**TASK INSTRUCTIONS**
(1) In the forum thread, what does DesparateDave expect more frequent sex to change for him? Answer in one to three sentences.
(2) Reproduce a passage from the forum thread: begin at the words "Good sex only" and stop after "doesnt bring challenge)".

**EXTRACTED TEXT**
If he can find out more information from her on what the issue is, it'll help him to make a step in the right direction, which is the goal of this forum.


----------



## DesparateDave (Jan 23, 2013)

Thanks for the answers everybody. I'm aware that we have issues in our relationship, I had already discussed these in another thread and I received some good advice similar to what some of you suggested here. Things have already improved and I'm working on myself to fix my side of things, taking on more responsibilities, asking about her needs and trying my best to fulfill them. I just wanted some ideas for how I could interest her more in sex now that things are getting better. I'm not the most experienced lover, she's the only woman I've been with whereas she has been with a few guys before me. I give her an orgasm 90% of the time either through sex, oral or touching but I don't last very long when I'm inside her (partly because the lack of sex and rejection has damaged my confidence) this wasn't the case before. I think if we had more sex, like once a week, my confidence would grow and I could satisfy her longer. Ideally I'd like to have more PIV sex were we come together which doesn't happen a lot at the moment. It's due to my confidence that I need help with suggestions on how to set the mood. I worry about rejection and I don't want to appear to be pestering her for sex. We have 3 kids and usually spend our evenings collapsed in front of the tv with a bottle of wine.


----------



## Psy.D. C. Maso (Jan 22, 2013)

Have u read the thread I linked up there? If yes you would know how to get more sex.

If you are looking for ways that wont have impact on your personality, then you are ignoring what turns women on in the first place.. It isnt good sex, it is assertiveness and challenge in getting you to sex. 

Good sex only makes her adore you more, which should be the next priority after getting regular sex.. And as far as I can read, younare good on bed (>90% orgasms! Pal, the problem is her knowing she can get it anytime she wants. Each good toy gets boring to be played regulary when it doesnt bring challenge)

The only right thing u just said is that ure premature ejacultion is due to rejection.

Want to get read of rejection? Read that other thread. No short cuts, sorry.


----------

**SUPPLIED INFORMATION**

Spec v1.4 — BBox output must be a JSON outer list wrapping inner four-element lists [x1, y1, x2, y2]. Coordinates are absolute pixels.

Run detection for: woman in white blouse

**LIST OF SOLUTIONS**
(1) He believes that having sex more often, around once a week, would rebuild his confidence, which he says the lack of sex and the rejection have damaged. With that confidence back, he expects he could satisfy her longer.

(2)
Good sex only makes her adore you more, which should be the next priority after getting regular sex.. And as far as I can read, younare good on bed (>90% orgasms! Pal, the problem is her knowing she can get it anytime she wants. Each good toy gets boring to be played regulary when it doesnt bring challenge)